» **EXERCISE DETAILS**
Put the entries below into a Markdown table with the columns Row and Line, one row per line, numbered in order, skipping blank lines and leaving out the pictures.

▬▬▬▬▬▬▬▬▬▬

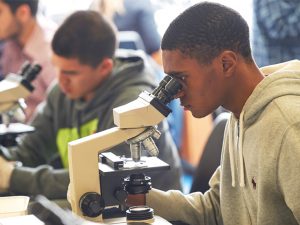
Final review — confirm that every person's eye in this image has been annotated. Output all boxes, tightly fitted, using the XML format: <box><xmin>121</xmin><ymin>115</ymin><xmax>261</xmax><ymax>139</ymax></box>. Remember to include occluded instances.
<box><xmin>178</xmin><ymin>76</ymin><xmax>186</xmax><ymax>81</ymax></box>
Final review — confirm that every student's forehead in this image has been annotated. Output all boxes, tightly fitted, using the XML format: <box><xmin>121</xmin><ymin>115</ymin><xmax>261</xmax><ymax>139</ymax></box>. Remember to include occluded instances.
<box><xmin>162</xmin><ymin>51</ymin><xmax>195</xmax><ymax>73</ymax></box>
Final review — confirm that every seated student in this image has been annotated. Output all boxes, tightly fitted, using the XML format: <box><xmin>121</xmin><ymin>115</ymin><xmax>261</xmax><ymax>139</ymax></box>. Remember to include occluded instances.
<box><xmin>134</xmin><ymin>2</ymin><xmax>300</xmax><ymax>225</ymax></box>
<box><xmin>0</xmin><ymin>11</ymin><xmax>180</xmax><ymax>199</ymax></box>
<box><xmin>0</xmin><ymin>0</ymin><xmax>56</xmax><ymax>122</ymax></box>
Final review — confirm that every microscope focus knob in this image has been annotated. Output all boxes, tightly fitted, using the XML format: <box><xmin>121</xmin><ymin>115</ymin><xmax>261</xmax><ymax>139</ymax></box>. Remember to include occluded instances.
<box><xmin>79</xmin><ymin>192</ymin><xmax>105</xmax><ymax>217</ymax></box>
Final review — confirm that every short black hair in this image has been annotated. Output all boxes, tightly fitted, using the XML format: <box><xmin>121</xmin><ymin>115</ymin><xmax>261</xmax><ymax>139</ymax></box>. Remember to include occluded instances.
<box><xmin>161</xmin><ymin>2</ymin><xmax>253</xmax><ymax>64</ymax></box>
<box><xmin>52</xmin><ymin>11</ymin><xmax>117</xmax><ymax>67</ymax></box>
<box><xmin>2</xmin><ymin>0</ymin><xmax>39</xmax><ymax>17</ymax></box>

▬▬▬▬▬▬▬▬▬▬

» **THE COMPLETED TASK**
| Row | Line |
|---|---|
| 1 | Final review — confirm that every person's eye in this image has been annotated. Output all boxes, tightly fitted, using the XML format: <box><xmin>121</xmin><ymin>115</ymin><xmax>261</xmax><ymax>139</ymax></box>. Remember to include occluded instances. |
| 2 | <box><xmin>178</xmin><ymin>76</ymin><xmax>186</xmax><ymax>81</ymax></box> |
| 3 | Final review — confirm that every student's forehead in this image has been annotated. Output all boxes, tightly fitted, using the XML format: <box><xmin>121</xmin><ymin>115</ymin><xmax>261</xmax><ymax>139</ymax></box>. Remember to include occluded instances. |
| 4 | <box><xmin>162</xmin><ymin>51</ymin><xmax>195</xmax><ymax>73</ymax></box> |
| 5 | Final review — confirm that every seated student in this image has been annotated. Output all boxes, tightly fitted, using the XML format: <box><xmin>121</xmin><ymin>115</ymin><xmax>261</xmax><ymax>139</ymax></box>. Remember to include occluded instances. |
| 6 | <box><xmin>134</xmin><ymin>2</ymin><xmax>300</xmax><ymax>225</ymax></box> |
| 7 | <box><xmin>0</xmin><ymin>11</ymin><xmax>180</xmax><ymax>199</ymax></box> |
| 8 | <box><xmin>0</xmin><ymin>0</ymin><xmax>56</xmax><ymax>122</ymax></box> |
| 9 | Final review — confirm that every microscope focus knob in this image has been annotated. Output all boxes, tightly fitted, using the XML format: <box><xmin>121</xmin><ymin>115</ymin><xmax>261</xmax><ymax>139</ymax></box>. Remember to include occluded instances. |
| 10 | <box><xmin>79</xmin><ymin>192</ymin><xmax>105</xmax><ymax>217</ymax></box> |
| 11 | Final review — confirm that every short black hair in this image has been annotated. Output all boxes, tightly fitted, using the XML format: <box><xmin>121</xmin><ymin>115</ymin><xmax>261</xmax><ymax>139</ymax></box>. Remember to include occluded instances. |
| 12 | <box><xmin>161</xmin><ymin>2</ymin><xmax>253</xmax><ymax>64</ymax></box> |
| 13 | <box><xmin>52</xmin><ymin>11</ymin><xmax>117</xmax><ymax>67</ymax></box> |
| 14 | <box><xmin>2</xmin><ymin>0</ymin><xmax>39</xmax><ymax>17</ymax></box> |